Passage shown |
****

Stronger Than Steel, written by Bridget Heos with photographs by Andy Comins. Houghton Mifflin Harcourt, Thomas Allen & Son. 2013. $22.50 ages 12 and up

"Because spider silk is stronger than Kevlar, it has been proposed as a more lightweight material for bullet-proof vests. Randy says that the silk would need to be less stretchy than current bio-engineered silk. Otherwise, the vest would stop the bullet but stretch to the point that both the vest and the bullet went through the body."

Houghton Mifflin Harcourt just keeps coming up with worthy additions to their Scientists in the Field series. As usual, I started reading thinking that I would skim through the text finding those sections that I found most interesting. More than an hour later, I was reading every word, completely involved in the description of the work being done by Randy Lewis. Bridget Heos does another fine job of covering the amazing work of this geneticist.

Have you ever wondered how spider webs manage to withstand wind, weather and more to remain durable and strong. Turns out that the strongest spider silk is five times stronger than steel. How do we know that? Well, you just have to ask Randy Lewis. What does he do? He injects spider DNA into goats. And then? Well, he extracts what he needs from the milk of those goats to make spider silk that is artificial. It is also almost indestructible. What does he do with the artificial spider silk? It is his hope that it will someday be used to repair, and even replace, ligaments and tendons in the human body.

Well, that should get you interested enough to take a look at this amazing book. It is filled with fascinating science and unbelievably good color photographs that are sure to help readers to a better understanding of the processes being developed, and to raise an awareness of the strides being made in this field of this science.

Because it is so fine, so strong and has such flexibility, spider silk may be used to replace the titanium and aluminum outer coverings on aircraft, steel bridge cables, and is even touted to be the next protective vest instead of the Kevlar ones now being used. Making enough of it is sure to be challenging and will require a great deal of research. Advances in the field are allowing scientists to get and use the proteins that give spider silk its many remarkable attributes.

Added to the very clear explanations of the science and study involved and the exceptional photographs, Ms. Heos includes a terrific glossary, additional print and web resources, and a most useful index.

****

Information supplied |
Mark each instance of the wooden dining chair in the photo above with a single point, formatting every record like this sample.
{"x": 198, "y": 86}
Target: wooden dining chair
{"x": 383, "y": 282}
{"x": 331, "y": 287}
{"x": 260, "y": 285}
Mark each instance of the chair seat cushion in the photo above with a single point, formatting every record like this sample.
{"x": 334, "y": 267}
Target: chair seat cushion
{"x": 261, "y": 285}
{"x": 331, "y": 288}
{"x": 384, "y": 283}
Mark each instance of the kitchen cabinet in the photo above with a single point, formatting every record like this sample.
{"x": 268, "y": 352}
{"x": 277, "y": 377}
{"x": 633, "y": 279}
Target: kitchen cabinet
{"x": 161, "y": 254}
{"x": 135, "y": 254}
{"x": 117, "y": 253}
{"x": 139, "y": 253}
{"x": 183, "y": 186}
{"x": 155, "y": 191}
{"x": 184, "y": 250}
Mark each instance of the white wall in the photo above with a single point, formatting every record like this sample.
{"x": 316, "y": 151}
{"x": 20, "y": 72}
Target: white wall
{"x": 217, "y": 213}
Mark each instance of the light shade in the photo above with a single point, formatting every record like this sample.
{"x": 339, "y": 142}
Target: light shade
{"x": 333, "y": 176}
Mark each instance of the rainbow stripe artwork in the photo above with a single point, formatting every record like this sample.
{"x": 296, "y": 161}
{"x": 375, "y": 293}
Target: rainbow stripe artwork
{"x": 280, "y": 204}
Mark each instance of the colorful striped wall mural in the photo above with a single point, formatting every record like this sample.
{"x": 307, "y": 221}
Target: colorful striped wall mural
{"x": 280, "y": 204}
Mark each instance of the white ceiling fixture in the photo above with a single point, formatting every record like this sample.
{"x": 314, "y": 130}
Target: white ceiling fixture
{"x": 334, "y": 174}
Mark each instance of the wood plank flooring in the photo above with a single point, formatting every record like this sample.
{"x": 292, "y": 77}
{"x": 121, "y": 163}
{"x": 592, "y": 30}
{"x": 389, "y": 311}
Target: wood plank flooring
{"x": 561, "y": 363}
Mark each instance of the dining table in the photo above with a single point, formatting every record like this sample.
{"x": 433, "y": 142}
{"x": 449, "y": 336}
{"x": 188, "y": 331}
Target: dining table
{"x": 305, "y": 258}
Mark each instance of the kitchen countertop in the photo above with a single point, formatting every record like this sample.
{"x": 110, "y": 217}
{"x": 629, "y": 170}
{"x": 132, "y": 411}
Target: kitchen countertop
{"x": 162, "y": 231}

****

What this exercise asks |
1 - In the paragraph of the book review that begins "Because it is so fine," list the materials that spider silk might replace.
2 - Repeat word for word the stretch of the book review from "Houghton Mifflin Harcourt just" through "of this geneticist.".

Written responses |
1 - titanium, aluminum, steel, Kevlar

2 -
Houghton Mifflin Harcourt just keeps coming up with worthy additions to their Scientists in the Field series. As usual, I started reading thinking that I would skim through the text finding those sections that I found most interesting. More than an hour later, I was reading every word, completely involved in the description of the work being done by Randy Lewis. Bridget Heos does another fine job of covering the amazing work of this geneticist.